#### Problem details
In the records below, take the line containing "Locate the stone pillar" and every line following it, and write them out exactly.

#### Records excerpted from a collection
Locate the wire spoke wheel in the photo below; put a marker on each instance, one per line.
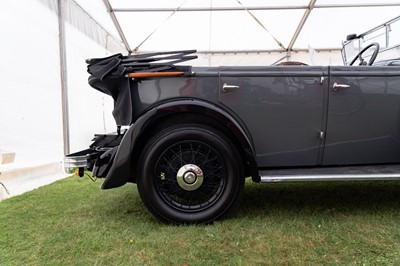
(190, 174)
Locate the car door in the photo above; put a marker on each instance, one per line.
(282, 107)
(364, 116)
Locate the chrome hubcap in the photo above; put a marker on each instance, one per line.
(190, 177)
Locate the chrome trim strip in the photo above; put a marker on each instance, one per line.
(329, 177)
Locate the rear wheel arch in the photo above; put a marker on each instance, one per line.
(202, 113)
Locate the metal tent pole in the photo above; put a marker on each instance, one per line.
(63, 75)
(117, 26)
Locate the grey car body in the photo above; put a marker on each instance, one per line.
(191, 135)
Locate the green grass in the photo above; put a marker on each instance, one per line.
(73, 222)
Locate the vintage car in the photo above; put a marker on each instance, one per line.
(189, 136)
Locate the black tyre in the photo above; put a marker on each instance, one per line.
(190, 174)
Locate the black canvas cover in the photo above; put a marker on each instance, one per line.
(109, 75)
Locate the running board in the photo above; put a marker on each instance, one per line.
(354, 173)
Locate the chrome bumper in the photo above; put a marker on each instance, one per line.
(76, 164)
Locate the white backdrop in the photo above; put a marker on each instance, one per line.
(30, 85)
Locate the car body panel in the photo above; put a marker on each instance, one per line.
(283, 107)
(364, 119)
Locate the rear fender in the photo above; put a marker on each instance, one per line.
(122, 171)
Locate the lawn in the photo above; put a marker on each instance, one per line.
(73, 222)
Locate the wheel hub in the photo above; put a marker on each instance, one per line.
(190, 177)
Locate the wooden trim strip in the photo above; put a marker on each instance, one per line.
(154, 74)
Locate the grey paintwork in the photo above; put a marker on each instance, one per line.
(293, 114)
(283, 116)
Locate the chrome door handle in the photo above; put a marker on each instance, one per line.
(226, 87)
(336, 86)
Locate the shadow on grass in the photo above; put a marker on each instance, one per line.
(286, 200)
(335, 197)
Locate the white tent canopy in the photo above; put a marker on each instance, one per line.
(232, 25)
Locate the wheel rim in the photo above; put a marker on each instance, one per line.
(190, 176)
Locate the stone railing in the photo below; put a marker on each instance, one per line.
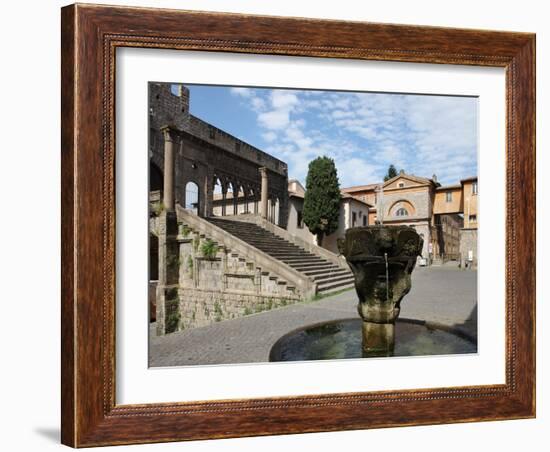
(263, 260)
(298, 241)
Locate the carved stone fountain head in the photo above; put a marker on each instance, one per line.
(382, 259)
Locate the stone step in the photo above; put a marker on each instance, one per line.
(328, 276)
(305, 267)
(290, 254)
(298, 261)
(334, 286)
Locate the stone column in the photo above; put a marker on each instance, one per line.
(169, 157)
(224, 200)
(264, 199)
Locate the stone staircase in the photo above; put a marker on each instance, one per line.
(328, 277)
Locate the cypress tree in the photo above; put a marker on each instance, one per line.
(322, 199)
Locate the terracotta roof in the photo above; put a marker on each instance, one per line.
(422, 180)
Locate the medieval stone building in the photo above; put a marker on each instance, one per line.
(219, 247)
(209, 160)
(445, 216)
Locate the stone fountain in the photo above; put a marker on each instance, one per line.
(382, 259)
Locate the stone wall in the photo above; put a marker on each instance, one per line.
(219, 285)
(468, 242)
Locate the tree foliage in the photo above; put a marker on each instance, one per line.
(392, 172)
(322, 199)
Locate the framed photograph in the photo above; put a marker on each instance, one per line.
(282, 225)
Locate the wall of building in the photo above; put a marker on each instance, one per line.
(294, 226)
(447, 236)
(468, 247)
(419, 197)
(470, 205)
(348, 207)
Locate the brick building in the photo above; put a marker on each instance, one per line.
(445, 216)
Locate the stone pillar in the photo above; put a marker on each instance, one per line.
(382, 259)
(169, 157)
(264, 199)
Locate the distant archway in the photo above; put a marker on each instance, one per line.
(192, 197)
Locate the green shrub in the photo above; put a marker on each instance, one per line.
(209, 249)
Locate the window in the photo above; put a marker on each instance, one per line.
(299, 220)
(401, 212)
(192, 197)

#### Response area
Locate the stone pillar in the photo above; put a marker on each instance, one per line.
(382, 259)
(169, 157)
(264, 199)
Locate the distant archway in the photo above; put a marker on each instance, one per line.
(192, 197)
Locate the green shrub in the photo above; put a marker on each instance, one per line.
(209, 249)
Locate the window in the photo above; put a marker on each instance, one per line.
(299, 220)
(401, 212)
(192, 197)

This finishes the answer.